Objective – Print every line of the listing exactly, please.

Records for the task –
----------
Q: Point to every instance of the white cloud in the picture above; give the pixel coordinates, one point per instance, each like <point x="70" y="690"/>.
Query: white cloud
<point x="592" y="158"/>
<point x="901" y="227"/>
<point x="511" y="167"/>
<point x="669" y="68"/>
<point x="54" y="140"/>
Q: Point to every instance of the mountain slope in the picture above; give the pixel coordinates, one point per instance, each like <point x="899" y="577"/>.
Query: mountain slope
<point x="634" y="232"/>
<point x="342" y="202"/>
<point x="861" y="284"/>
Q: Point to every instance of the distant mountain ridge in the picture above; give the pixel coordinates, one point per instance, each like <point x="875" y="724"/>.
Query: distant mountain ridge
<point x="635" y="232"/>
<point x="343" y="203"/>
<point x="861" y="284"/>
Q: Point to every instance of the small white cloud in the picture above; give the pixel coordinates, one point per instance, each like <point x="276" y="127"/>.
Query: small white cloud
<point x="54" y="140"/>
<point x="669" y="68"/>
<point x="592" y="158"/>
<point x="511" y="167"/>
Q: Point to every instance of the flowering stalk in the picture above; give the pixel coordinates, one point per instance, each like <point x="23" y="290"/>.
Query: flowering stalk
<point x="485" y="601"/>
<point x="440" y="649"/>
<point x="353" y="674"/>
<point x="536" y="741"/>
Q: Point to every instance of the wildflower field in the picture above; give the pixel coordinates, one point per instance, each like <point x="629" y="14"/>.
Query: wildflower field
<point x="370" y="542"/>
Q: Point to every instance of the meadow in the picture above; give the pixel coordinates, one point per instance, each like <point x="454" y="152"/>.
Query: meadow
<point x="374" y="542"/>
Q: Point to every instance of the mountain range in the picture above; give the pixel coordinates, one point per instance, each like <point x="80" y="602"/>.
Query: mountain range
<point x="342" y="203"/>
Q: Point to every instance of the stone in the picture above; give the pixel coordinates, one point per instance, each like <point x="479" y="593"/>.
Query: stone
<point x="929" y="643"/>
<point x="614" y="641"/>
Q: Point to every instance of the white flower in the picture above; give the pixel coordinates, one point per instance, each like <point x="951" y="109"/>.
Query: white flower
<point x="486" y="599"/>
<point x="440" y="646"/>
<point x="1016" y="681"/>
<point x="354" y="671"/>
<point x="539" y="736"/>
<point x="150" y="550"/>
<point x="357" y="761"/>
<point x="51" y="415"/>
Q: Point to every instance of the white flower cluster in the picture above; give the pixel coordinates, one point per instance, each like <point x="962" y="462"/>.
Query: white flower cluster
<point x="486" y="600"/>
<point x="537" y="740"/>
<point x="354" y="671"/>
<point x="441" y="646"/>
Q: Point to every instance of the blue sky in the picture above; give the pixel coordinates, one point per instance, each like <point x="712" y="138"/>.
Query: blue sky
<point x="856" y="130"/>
----------
Task answer –
Q: Point to every instance of the white cloud in the picture above; give the pixel coordinates, one point per instance, each like <point x="70" y="690"/>.
Query: white cloud
<point x="592" y="158"/>
<point x="901" y="227"/>
<point x="511" y="167"/>
<point x="669" y="68"/>
<point x="54" y="140"/>
Q: Point to every instance of the mountain slope in the picture above; give the pixel coordinates, one point per instance, each like <point x="899" y="577"/>.
Query: mountain slope
<point x="634" y="232"/>
<point x="342" y="202"/>
<point x="861" y="284"/>
Q: Point to every instance of the distant mountain ridge in the picture above; give the pixel coordinates, one point per instance, each like <point x="875" y="724"/>.
Query: distant mountain ridge
<point x="635" y="232"/>
<point x="343" y="203"/>
<point x="861" y="284"/>
Q: Point to every instance of the small white cloud in the picture above; give the pixel coordinates, one point per instance, each like <point x="276" y="127"/>.
Query: small white cloud
<point x="54" y="140"/>
<point x="669" y="68"/>
<point x="592" y="158"/>
<point x="511" y="167"/>
Q: Point to every instance of the flowering stalk in the picture above; give the pixel coordinates, one point per instance, each like <point x="23" y="290"/>.
Query: flowering stalk
<point x="485" y="601"/>
<point x="440" y="649"/>
<point x="353" y="674"/>
<point x="536" y="741"/>
Q: Point to every instance of the wildflower field in the picture above; give the pixel coordinates, one point per instance, each like <point x="629" y="14"/>.
Query: wildflower field
<point x="370" y="542"/>
Q: Point to every instance of the meadow in the picture above; give the pixel coordinates, one point per instance, each like <point x="454" y="152"/>.
Query: meadow
<point x="374" y="542"/>
Q: Point to every instance of the mountain range in the picture above; give the pixel coordinates, one point per instance, each like <point x="80" y="602"/>.
Query: mountain range
<point x="342" y="203"/>
Q: Point to every instance of the stone in the picture above; give the pixel coordinates, one point per instance, each like <point x="479" y="593"/>.
Query: stone
<point x="929" y="643"/>
<point x="614" y="641"/>
Q: Point to every instance of the white flower in the picture above; give the pixel coordinates, one point per instance, each like <point x="951" y="109"/>.
Query: white flower
<point x="486" y="599"/>
<point x="440" y="646"/>
<point x="1016" y="681"/>
<point x="354" y="671"/>
<point x="539" y="736"/>
<point x="150" y="550"/>
<point x="357" y="761"/>
<point x="51" y="415"/>
Q: Point to every instance of the white flower cluster in the picture above; give the pixel coordinates, one point per instance, each like <point x="962" y="462"/>.
Query: white flower cluster
<point x="486" y="600"/>
<point x="537" y="740"/>
<point x="354" y="671"/>
<point x="441" y="646"/>
Q: Point to every instance of the blue sky in the picture above; give the pixel coordinates, one point per instance, each like <point x="712" y="138"/>.
Query: blue sky
<point x="856" y="130"/>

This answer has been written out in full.